**DATASET EXTRACT**
• • • •

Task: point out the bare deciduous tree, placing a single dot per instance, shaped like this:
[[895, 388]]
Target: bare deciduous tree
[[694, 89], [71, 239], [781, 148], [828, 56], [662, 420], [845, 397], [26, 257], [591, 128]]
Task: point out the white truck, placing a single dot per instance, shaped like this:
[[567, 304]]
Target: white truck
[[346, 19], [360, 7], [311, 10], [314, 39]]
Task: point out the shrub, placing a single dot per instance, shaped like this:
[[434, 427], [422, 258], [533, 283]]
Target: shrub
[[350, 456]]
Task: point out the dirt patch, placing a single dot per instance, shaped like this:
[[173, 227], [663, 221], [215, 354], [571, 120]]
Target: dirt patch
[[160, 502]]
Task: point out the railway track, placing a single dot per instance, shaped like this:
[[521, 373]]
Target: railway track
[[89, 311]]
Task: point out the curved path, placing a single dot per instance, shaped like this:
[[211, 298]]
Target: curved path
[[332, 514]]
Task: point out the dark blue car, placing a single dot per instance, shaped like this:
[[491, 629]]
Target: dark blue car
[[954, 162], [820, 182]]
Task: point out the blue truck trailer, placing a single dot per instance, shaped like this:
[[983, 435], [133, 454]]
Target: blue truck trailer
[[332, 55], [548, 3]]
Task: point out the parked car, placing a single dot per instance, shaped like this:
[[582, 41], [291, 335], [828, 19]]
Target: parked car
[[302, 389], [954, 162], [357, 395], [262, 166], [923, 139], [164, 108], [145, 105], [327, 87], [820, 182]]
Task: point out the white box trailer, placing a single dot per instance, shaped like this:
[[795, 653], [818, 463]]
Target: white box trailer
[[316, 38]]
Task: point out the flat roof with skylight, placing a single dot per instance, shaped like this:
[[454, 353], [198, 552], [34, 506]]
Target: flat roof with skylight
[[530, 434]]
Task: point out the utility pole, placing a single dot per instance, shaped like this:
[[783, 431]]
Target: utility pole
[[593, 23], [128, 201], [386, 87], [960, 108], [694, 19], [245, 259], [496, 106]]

• • • •

Move the records over, starting at the line that contains "Task: point out the flat" and continuing through the end of the records. Keep every line, and add -78 to each coordinate in the answers only.

**RESPONSE TO THE TASK**
Task: point out the flat roof with skylight, placing a single dot per instance, shaped like this:
[[454, 353], [198, 552], [34, 506]]
Target: flat roof with skylight
[[452, 356]]
Task: point out the utility pole, placing a single dot per instance, shaped like this:
[[783, 431]]
Target: utility pole
[[515, -55], [50, 123], [308, 9], [882, 30], [616, -59], [167, 181], [418, 28]]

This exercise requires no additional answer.